__Directive a__: Lay out the stored dataset entries as a JSON list of strings, one string per line and no blank lines, covering everything from the line that contains "Target: plastered niche wall" down to the last line of the entries.

6. PAYMENT IN KIND. In the event that, in connection with any Cash-Out
Event, the holders of Common Stock receive consideration in a form other than
cash, then Executive, upon exercise of his stock appreciation rights, will
receive payment in kind, of the same type and in the same proportion, as paid in
respect of each share of Common Stock in connection with the Cash-Out Event,
subject in all events to the provisions of the last sentence of Section 4.
7. TERMINATION OF EMPLOYMENT.
(a) If Executive ceases to be employed by the Company or any of its
subsidiaries (i) at any time before the _________ anniversary of this Agreement,
for any reason (except death or disability) or no reason (whether with or
without Cause, voluntary or involuntary, or as a result of resignation); or (ii)
at any time after such anniversary due to termination for Cause, then
Executive's rights to the stock appreciation rights and any other rights and
interests hereunder shall automatically terminate.

__Stored dataset entries__:
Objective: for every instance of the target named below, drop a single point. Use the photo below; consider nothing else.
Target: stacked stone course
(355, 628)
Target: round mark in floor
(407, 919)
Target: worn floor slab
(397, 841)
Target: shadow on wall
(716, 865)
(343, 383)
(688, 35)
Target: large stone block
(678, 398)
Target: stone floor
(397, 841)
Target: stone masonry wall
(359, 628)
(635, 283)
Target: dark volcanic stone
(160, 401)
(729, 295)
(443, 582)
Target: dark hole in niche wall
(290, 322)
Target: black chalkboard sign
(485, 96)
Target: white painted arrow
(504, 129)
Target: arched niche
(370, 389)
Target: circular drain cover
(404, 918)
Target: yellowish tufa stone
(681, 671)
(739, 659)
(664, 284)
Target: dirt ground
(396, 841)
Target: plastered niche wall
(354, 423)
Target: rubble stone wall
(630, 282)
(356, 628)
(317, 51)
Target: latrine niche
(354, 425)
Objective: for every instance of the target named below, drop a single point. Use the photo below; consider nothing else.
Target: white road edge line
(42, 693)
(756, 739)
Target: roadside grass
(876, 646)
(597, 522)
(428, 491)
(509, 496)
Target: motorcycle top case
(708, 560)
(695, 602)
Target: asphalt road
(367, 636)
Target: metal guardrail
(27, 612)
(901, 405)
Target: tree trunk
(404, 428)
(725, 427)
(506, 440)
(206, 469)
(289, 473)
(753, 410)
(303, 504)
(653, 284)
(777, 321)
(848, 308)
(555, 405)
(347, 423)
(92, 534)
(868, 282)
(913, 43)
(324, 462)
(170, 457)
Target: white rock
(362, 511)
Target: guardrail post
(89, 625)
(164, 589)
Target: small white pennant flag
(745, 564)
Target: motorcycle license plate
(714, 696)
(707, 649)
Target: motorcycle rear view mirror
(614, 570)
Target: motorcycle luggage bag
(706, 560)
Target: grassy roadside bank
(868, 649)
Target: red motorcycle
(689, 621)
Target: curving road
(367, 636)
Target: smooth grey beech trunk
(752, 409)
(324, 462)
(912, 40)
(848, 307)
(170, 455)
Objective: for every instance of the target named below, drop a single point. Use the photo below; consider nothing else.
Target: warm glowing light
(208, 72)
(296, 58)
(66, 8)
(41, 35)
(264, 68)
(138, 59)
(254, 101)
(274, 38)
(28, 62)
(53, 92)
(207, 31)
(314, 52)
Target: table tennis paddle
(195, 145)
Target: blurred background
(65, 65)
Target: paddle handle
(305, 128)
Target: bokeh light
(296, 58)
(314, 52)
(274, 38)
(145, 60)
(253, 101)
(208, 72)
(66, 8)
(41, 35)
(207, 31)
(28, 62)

__Directive b__: Using the agreement excerpt, state whether each statement agrees with it, answering yes or no and quoting the words that decide it: (i) If holders of Common Stock receive non-cash consideration in a Cash-Out Event, Executive receives payment in kind. (ii) Executive's rights terminate automatically if he dies before the stated anniversary. (iii) Termination for Cause after the anniversary ends Executive's rights.

__Result a__:
[
  "Target: plastered niche wall",
  "(354, 423)",
  "Target: rubble stone wall",
  "(630, 282)",
  "(356, 628)",
  "(317, 51)",
  "Target: latrine niche",
  "(354, 425)",
  "Objective: for every instance of the target named below, drop a single point. Use the photo below; consider nothing else.",
  "Target: white road edge line",
  "(42, 693)",
  "(756, 739)",
  "Target: roadside grass",
  "(876, 646)",
  "(597, 522)",
  "(428, 491)",
  "(509, 496)",
  "Target: motorcycle top case",
  "(708, 560)",
  "(695, 602)",
  "Target: asphalt road",
  "(367, 636)",
  "Target: metal guardrail",
  "(27, 612)",
  "(901, 405)",
  "Target: tree trunk",
  "(404, 428)",
  "(725, 427)",
  "(506, 440)",
  "(206, 469)",
  "(289, 473)",
  "(753, 410)",
  "(303, 504)",
  "(653, 284)",
  "(777, 321)",
  "(848, 308)",
  "(555, 405)",
  "(347, 423)",
  "(92, 534)",
  "(868, 282)",
  "(913, 43)",
  "(324, 462)",
  "(170, 457)",
  "Target: white rock",
  "(362, 511)",
  "Target: guardrail post",
  "(89, 625)",
  "(164, 589)",
  "Target: small white pennant flag",
  "(745, 564)",
  "Target: motorcycle license plate",
  "(714, 696)",
  "(707, 649)",
  "Target: motorcycle rear view mirror",
  "(614, 570)",
  "Target: motorcycle luggage bag",
  "(706, 560)",
  "Target: grassy roadside bank",
  "(868, 649)",
  "Target: red motorcycle",
  "(689, 621)",
  "Target: curving road",
  "(367, 636)",
  "Target: smooth grey beech trunk",
  "(752, 409)",
  "(324, 462)",
  "(912, 40)",
  "(848, 307)",
  "(170, 455)",
  "Objective: for every instance of the target named below, drop a single point. Use the photo below; consider nothing else.",
  "Target: warm glowing light",
  "(208, 72)",
  "(296, 58)",
  "(66, 8)",
  "(41, 35)",
  "(264, 68)",
  "(138, 59)",
  "(254, 101)",
  "(274, 38)",
  "(28, 62)",
  "(53, 92)",
  "(207, 31)",
  "(314, 52)",
  "Target: table tennis paddle",
  "(195, 145)",
  "Target: blurred background",
  "(65, 65)",
  "Target: paddle handle",
  "(305, 128)",
  "Target: bokeh light",
  "(296, 58)",
  "(314, 52)",
  "(274, 38)",
  "(145, 60)",
  "(253, 101)",
  "(208, 72)",
  "(66, 8)",
  "(41, 35)",
  "(207, 31)",
  "(28, 62)"
]

__Result b__:
(i) Yes: "Executive, upon exercise of his stock appreciation rights, will receive payment in kind"
(ii) No: "for any reason (except death or disability)"
(iii) Yes: "at any time after such anniversary due to termination for Cause"